*Vorgegebener Text*:
◆ ◆ ◆ ◆ ◆

Minutenlangen Applaus und etliche sichtlich gerührte Gesichter gab es in der Hessenhalle Alsfeld. Dort verabschiedeten die Rinderzüchter ihren langjährigen Vorsitzenden Horst Kaisinger.
Nach mehr als 30 Jahren ehrenamtlicher Arbeit für die Zucht- und Besamungsunion Hessen (ZBH) bzw. den Hessischen Verband für Leistungs- und Qualitätsprüfungen in der Tierzucht (HVL) stellte sich der Landwirt aus Willingshausen-Wasenberg im Schwalm-Eder-Kreis nicht mehr zur Wahl.
Zu seinen Nachfolgern wählten die Gremien der beiden Organisationen Manfred Uhrig aus Sulzbach als Vorstandsvorsitzenden der ZBH sowie Bernd Hohmann aus Wächtersbach als Vorsitzenden des HVL. Künftig wird die Führung der beiden eng verbundenen Organisationen also auf mehrere Schultern verteilt.
Verdienste um Berufsstand
Zur Verabschiedung waren neben vielen (ehemaligen) Weggefährten auch der Präsident des Hessischen Bauernverbandes (HBV), Karsten Schmal, sowie Georg Geuecke als Vorstandsvorsitzender des Bundesverbandes Rind und Schwein (BRS) gekommen.
Sie würdigten Kaisingers großen Verdienste um den Berufsstand und die Nutztierhaltung. Der scheidende Vorsitzende habe sich stets mit ganzer Kraft konstruktiv und geradlinig für die Belange der heimischen Bauernfamilien eingesetzt. Die Mitbestimmung der Praktiker in Zuchtfragen war ihm immer wichtig, ebenso der enge Bezug zur bäuerlichen Basis.
Schließlich verstehen sich sowohl die Zucht- und Besamungsunion, als auch der HVL als Dienstleister für die Mitgliedsbetriebe. Deren Zahl wird jedoch stetig kleiner, wie HVL-Geschäftsführerin Dr. Sonja Kleinhans und ZBH-Geschäftsführer Jens Kirch berichteten.
So gab es 2022 in Hessen noch etwas mehr als 122 600 Milchkühe (–1,8 %), von denen 109 000 Tiere aus 1330 Betrieben (–71) an der Milchkontrolle teilnahmen und 78 630 im Herdbuch eingetragen waren. Die Durchschnittsleistung der MLP-Kühe lag bei 8936 kg/Jahr bei 4,13 % Fett und 3,43 Eiweiß.
Neben den Milchrassen kümmert sich der Zuchtverband um eine wachsende Zahl an Fleischrindern. Von diesen sind fast 6100 Kühe im Herdbuch eingetragen. Die Zahl der Mutterkühe liegt hessenweit mittlerweile bei fast 42 000.

◆ ◆ ◆ ◆ ◆

*Aufgaben*:
A. Geben Sie aus dem Bericht über die hessischen Rinderzüchter den Abschnitt wörtlich wieder, der mit „So gab es 2022“ beginnt und mit „fast 42 000.“ endet.
B. Führen Sie den Bericht über die hessischen Rinderzüchter im Anschluss an seinen letzten Satz weiter.

*Erfasste Daten*:

◆ ◆ ◆ ◆ ◆

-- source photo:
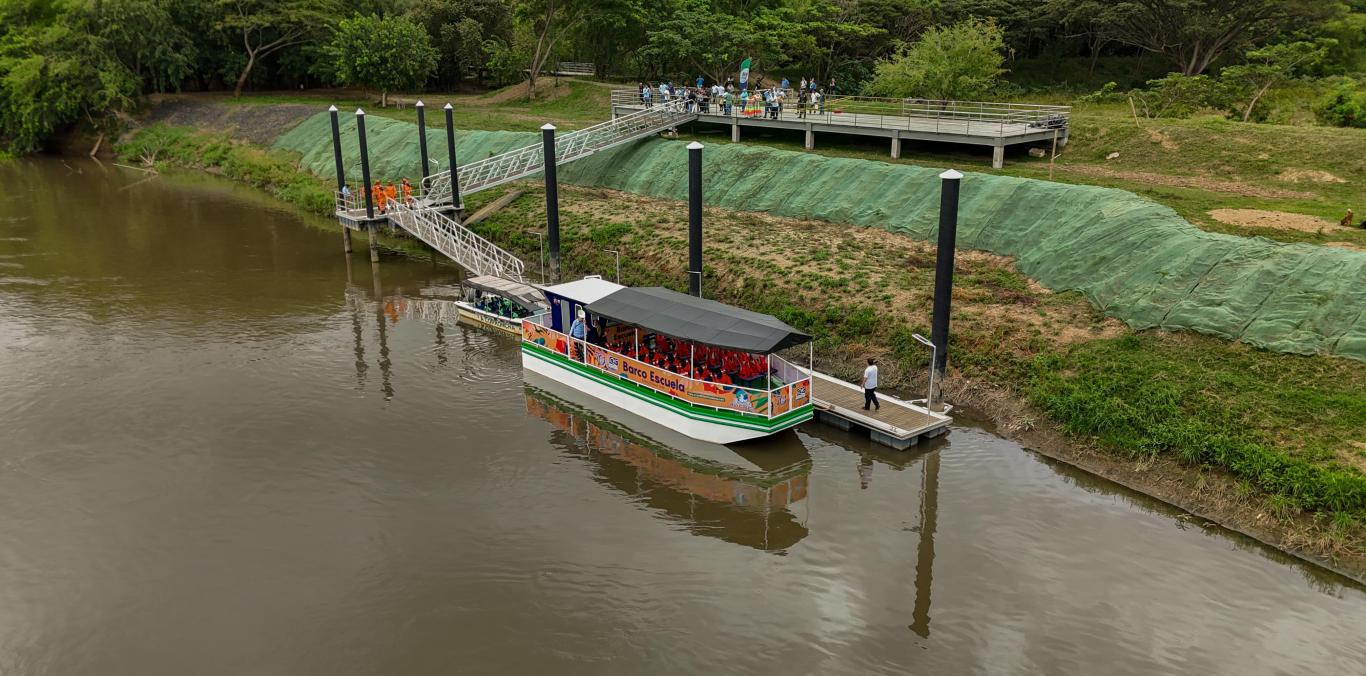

◆ ◆ ◆ ◆ ◆

*Lösungen*:
A.
So gab es 2022 in Hessen noch etwas mehr als 122 600 Milchkühe (–1,8 %), von denen 109 000 Tiere aus 1330 Betrieben (–71) an der Milchkontrolle teilnahmen und 78 630 im Herdbuch eingetragen waren. Die Durchschnittsleistung der MLP-Kühe lag bei 8936 kg/Jahr bei 4,13 % Fett und 3,43 Eiweiß.
Neben den Milchrassen kümmert sich der Zuchtverband um eine wachsende Zahl an Fleischrindern. Von diesen sind fast 6100 Kühe im Herdbuch eingetragen. Die Zahl der Mutterkühe liegt hessenweit mittlerweile bei fast 42 000.

B.
Besamungen rückläufig
Dagegen geht die Zahl der Besamungen dem Strukturwandel folgend zurück. Wie Jens Kirch berichtete, hat die Qnetics GmbH als operatives Tochterunternehmen der hessischen und thüringischen Rinderzuchtverbände im vergangenen Jahr innerhalb des Verbandsgebietes rund 331 400 Spermaportionen (–3,8 %) im Wert 5,7 Mio. € verkauft (–1,3 %). Außerhalb ihres Gebietes setzte Qnetics weitere 149 500 Besamungstuben (–12,6 %) im Wert von etwa 834 000 € ab (–23,8 %).
Im Bereich der Zuchtviehvermarktung gab es 2022 mit 904 in Alsfeld aufgetriebenen Tieren eine regelrechte Renaissance der Auktionsvermarktung (+50 %). Der Ab-Hof-Verkauf ging um 668 auf 2542 Tiere zurück. Exportiert wurden knapp 3600 Tiere (–31 %), von denen 96 % in andere EU-Länder und nur noch 4 % in Drittländer wechselten.
Finanziell haben beide Organisationen das vergangene Jahr erfolgreich beendet. Die ZBH hat hauptsächlich mit Vermietung und Verpachtung 1,1 Mio. € umgesetzt und einen Jahresüberschuss von rund 205 000 € erzielt.
Der HVL erreicht bei fast 5,8 Mio. € Umsatz einen Jahresüberschuss von 315 000 €. Dieser resultiert aber zum Großteil aus einem Sondereffekt: Der Verband hat 2022 sein Tochterunternehmen ABCG verkauft. Die Agrar-Beratungs- und Controll GmbH ist im Bereich der Zertifizierung und Kontrolle tätig.
Neben dem anfangs beschriebenen Wechsel des Vorsitzenden standen turnusmäßige Wahlen an: Thomas Wicke wurde als ZBH- und als HVL-Vorstandsmitglied wiedergewählt. Andreas Mötzung wechselt vom Aufsichtsrat in den Vorstand von ZBH und HVL. Sein Mandat übernimmt Gabriel Heister. Ferner wurde Alfred Ackermann als ZBH-Aufsichtsratsmitglied bestätigt. Für Peter Kömpel gehört künftig Mario Walther dem Kontrollgremium an.